Problem to solve » Pick out every line of the entries below that contains the word "seated", and copy each of those lines.

Data provided »
● ● ● ● ● ● ●
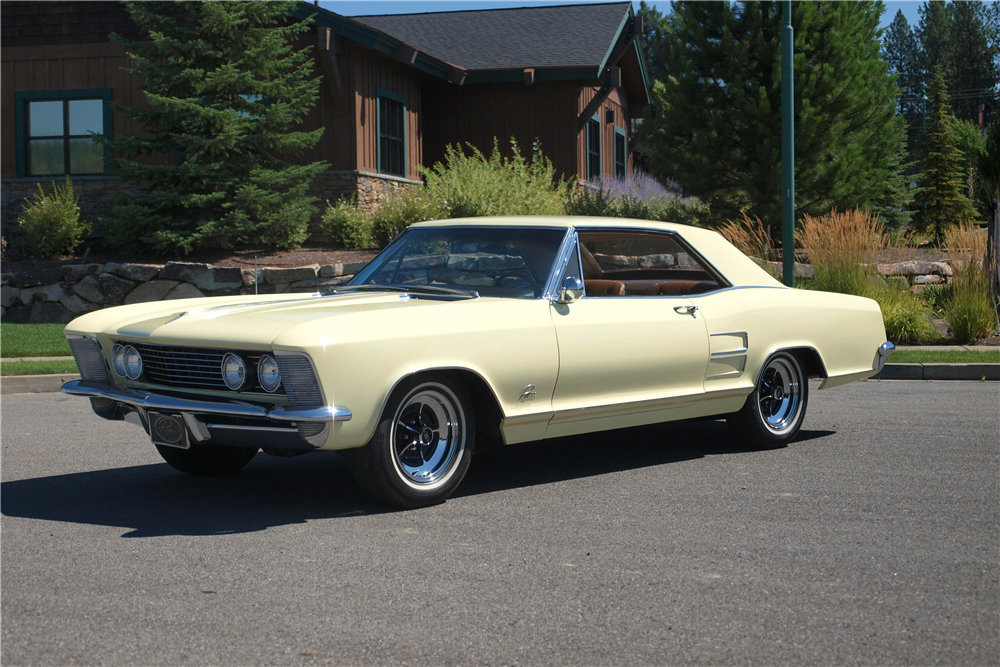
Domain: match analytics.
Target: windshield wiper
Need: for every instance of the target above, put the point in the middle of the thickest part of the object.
(426, 289)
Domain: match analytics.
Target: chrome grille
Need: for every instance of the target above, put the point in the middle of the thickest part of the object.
(89, 359)
(299, 380)
(191, 367)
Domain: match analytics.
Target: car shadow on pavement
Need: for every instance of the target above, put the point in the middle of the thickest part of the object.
(155, 500)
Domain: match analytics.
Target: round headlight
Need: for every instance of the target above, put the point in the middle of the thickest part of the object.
(118, 360)
(234, 371)
(133, 363)
(267, 373)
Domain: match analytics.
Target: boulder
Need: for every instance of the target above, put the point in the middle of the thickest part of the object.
(35, 277)
(183, 291)
(277, 276)
(154, 290)
(115, 288)
(74, 304)
(137, 272)
(50, 293)
(9, 294)
(78, 271)
(43, 312)
(90, 288)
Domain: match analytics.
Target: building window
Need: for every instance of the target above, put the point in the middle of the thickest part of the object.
(391, 133)
(621, 142)
(594, 148)
(58, 131)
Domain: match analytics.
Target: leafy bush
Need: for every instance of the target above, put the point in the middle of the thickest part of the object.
(402, 209)
(51, 222)
(639, 196)
(907, 319)
(474, 185)
(347, 224)
(968, 305)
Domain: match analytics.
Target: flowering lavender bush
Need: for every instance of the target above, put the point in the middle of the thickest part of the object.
(638, 196)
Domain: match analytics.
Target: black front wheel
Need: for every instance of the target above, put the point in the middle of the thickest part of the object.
(207, 460)
(422, 446)
(773, 413)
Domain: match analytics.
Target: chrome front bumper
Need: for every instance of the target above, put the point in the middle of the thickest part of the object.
(884, 350)
(279, 427)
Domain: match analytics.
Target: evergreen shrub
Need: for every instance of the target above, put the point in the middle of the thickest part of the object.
(51, 222)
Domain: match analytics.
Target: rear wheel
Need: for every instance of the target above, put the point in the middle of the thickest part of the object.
(422, 447)
(773, 413)
(207, 460)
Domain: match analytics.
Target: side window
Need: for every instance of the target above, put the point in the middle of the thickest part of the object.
(594, 148)
(636, 263)
(58, 132)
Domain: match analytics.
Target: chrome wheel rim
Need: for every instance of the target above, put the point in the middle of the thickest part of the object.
(779, 395)
(428, 436)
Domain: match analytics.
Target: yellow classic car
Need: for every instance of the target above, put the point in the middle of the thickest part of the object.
(468, 333)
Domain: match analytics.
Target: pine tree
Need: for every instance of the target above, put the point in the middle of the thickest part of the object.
(225, 90)
(939, 199)
(719, 136)
(902, 53)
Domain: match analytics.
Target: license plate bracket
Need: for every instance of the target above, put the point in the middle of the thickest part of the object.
(168, 430)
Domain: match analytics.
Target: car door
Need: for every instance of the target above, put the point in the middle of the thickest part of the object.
(624, 353)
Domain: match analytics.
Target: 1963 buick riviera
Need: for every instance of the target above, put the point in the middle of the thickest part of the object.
(467, 333)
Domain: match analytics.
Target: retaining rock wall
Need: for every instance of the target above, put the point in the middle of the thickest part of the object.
(59, 294)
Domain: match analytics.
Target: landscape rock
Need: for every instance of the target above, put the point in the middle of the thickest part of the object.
(90, 288)
(203, 276)
(78, 271)
(183, 291)
(137, 272)
(50, 293)
(154, 290)
(115, 288)
(74, 304)
(294, 275)
(35, 277)
(43, 312)
(8, 294)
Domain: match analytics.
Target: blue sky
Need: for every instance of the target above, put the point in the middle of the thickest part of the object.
(361, 7)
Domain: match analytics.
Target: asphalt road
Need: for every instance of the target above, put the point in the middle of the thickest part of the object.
(873, 539)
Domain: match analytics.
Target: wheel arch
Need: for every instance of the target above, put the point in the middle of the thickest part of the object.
(488, 412)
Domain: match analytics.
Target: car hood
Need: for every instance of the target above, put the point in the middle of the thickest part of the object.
(254, 321)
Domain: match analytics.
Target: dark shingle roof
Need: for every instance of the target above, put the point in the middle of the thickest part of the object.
(560, 36)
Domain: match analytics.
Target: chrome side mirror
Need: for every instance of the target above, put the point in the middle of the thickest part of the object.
(571, 290)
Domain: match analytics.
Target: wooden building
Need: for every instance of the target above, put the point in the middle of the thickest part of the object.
(396, 91)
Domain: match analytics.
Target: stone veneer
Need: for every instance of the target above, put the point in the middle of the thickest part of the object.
(59, 294)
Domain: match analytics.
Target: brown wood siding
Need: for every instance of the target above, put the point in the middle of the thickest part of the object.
(617, 100)
(477, 114)
(41, 68)
(370, 71)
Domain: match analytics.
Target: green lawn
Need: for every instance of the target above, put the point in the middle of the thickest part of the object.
(33, 340)
(945, 357)
(58, 367)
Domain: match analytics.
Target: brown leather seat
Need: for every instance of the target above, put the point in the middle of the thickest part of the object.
(682, 287)
(604, 287)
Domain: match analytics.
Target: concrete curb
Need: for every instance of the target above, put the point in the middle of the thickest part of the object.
(34, 384)
(974, 372)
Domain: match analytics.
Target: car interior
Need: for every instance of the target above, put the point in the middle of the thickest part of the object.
(619, 263)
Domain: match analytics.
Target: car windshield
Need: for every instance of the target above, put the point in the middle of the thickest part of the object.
(512, 262)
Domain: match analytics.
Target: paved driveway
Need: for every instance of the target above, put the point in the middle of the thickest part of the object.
(873, 539)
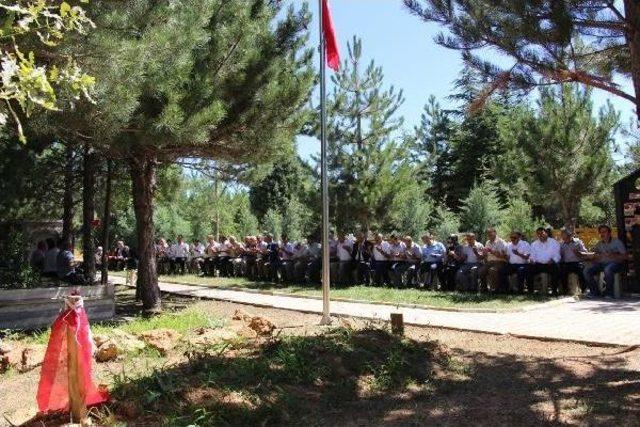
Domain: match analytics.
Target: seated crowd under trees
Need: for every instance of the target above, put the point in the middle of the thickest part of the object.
(461, 263)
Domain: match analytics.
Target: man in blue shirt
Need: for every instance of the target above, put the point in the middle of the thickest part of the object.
(432, 260)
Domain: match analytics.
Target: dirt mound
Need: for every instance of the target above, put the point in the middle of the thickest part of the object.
(162, 340)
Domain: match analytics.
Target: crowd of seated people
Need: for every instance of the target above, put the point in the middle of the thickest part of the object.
(495, 266)
(54, 259)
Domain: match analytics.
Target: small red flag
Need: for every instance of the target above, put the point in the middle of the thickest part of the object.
(330, 40)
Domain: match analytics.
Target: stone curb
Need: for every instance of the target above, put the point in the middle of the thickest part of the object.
(525, 308)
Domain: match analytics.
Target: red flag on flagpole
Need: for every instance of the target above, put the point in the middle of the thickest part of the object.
(330, 39)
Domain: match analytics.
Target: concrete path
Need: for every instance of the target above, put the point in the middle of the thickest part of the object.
(610, 322)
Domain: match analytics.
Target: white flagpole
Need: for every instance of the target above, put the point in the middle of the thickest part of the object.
(326, 318)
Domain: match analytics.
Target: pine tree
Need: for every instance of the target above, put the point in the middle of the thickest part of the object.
(367, 168)
(481, 209)
(585, 41)
(565, 151)
(205, 79)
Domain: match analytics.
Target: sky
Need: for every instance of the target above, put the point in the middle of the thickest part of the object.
(403, 45)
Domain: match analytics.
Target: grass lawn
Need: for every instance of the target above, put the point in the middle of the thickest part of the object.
(356, 374)
(372, 293)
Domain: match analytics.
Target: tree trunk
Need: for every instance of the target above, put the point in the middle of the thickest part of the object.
(143, 178)
(632, 15)
(106, 222)
(67, 197)
(88, 211)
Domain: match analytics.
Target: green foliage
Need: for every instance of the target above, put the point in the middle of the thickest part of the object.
(368, 169)
(564, 151)
(481, 209)
(412, 212)
(15, 271)
(447, 223)
(518, 216)
(544, 41)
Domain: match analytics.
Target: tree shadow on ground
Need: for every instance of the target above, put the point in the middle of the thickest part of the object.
(370, 377)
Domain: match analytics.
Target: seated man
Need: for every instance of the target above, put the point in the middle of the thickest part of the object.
(344, 247)
(120, 256)
(495, 259)
(50, 266)
(361, 255)
(398, 259)
(467, 274)
(287, 252)
(433, 253)
(608, 256)
(196, 264)
(413, 257)
(518, 251)
(544, 258)
(178, 256)
(66, 265)
(571, 250)
(36, 261)
(313, 254)
(380, 254)
(300, 261)
(211, 256)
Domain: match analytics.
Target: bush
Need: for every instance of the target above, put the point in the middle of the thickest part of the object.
(15, 271)
(518, 216)
(448, 224)
(481, 209)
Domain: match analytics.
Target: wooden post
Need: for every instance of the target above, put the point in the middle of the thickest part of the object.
(397, 324)
(77, 391)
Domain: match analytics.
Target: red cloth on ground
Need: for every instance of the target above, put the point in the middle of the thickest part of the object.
(53, 390)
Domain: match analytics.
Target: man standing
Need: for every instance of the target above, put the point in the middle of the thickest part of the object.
(179, 255)
(344, 247)
(361, 255)
(398, 259)
(453, 260)
(544, 258)
(571, 252)
(287, 251)
(518, 251)
(495, 259)
(50, 266)
(608, 256)
(467, 275)
(433, 253)
(413, 256)
(381, 255)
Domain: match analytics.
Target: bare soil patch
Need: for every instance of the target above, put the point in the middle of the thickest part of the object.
(353, 373)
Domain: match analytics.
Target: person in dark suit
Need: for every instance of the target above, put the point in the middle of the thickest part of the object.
(361, 256)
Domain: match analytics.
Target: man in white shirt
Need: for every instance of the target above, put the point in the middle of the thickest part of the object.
(287, 252)
(518, 259)
(544, 258)
(495, 259)
(179, 252)
(50, 266)
(467, 275)
(408, 273)
(344, 247)
(197, 257)
(398, 260)
(380, 255)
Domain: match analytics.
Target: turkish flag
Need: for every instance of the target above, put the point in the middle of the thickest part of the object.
(330, 40)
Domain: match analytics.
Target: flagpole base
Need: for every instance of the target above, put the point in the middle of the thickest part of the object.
(326, 320)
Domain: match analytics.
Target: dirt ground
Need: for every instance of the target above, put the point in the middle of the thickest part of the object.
(496, 380)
● ● ● ● ● ● ●
Task result »
Target: seated crowd under trees
Target: crowd of seated people
Target: seated man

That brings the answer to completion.